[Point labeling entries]
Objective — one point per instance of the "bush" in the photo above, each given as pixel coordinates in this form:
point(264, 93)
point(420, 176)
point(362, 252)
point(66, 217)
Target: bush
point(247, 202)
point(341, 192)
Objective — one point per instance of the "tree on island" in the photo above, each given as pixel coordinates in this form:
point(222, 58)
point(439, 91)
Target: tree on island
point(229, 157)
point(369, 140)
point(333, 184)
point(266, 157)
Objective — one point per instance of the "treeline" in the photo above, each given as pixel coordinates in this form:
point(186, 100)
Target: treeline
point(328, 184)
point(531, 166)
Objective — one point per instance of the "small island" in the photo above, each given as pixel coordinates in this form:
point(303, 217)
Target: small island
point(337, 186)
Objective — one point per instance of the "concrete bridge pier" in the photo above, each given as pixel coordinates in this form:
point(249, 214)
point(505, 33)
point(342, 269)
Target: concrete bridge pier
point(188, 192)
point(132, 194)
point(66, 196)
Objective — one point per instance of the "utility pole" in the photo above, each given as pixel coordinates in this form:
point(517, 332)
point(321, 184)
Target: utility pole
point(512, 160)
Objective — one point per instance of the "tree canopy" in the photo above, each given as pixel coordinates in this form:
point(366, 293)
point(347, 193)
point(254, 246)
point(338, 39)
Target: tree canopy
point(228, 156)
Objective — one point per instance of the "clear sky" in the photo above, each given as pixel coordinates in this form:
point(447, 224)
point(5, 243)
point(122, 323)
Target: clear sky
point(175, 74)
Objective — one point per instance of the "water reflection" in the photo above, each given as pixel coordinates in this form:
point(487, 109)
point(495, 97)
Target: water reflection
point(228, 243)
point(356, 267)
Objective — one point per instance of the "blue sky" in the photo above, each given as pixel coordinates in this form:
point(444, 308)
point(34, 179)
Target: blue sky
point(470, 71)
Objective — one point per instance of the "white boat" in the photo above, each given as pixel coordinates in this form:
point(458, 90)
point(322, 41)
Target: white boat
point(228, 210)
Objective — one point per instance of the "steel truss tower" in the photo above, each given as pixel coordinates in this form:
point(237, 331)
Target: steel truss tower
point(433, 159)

■ GOAL
Rescale the stretch of entries from the start through the line containing "point(266, 157)", giving every line again with the requests included. Multiply each coordinate in the answer points by 0.6 and round to whole numbers with halves going up, but leave the coordinates in the requests and their format samples unchanged.

■ ANSWER FOR THE TASK
Objective — one point per instance of the "bush" in the photo above, each given as pixel coordinates in this form:
point(264, 93)
point(420, 176)
point(362, 252)
point(66, 217)
Target: bush
point(148, 121)
point(205, 115)
Objective — one point per instance of the "tree on island" in the photo above, each given as pixel coordinates in this form:
point(222, 58)
point(439, 91)
Target: tree on island
point(137, 94)
point(221, 84)
point(200, 110)
point(160, 94)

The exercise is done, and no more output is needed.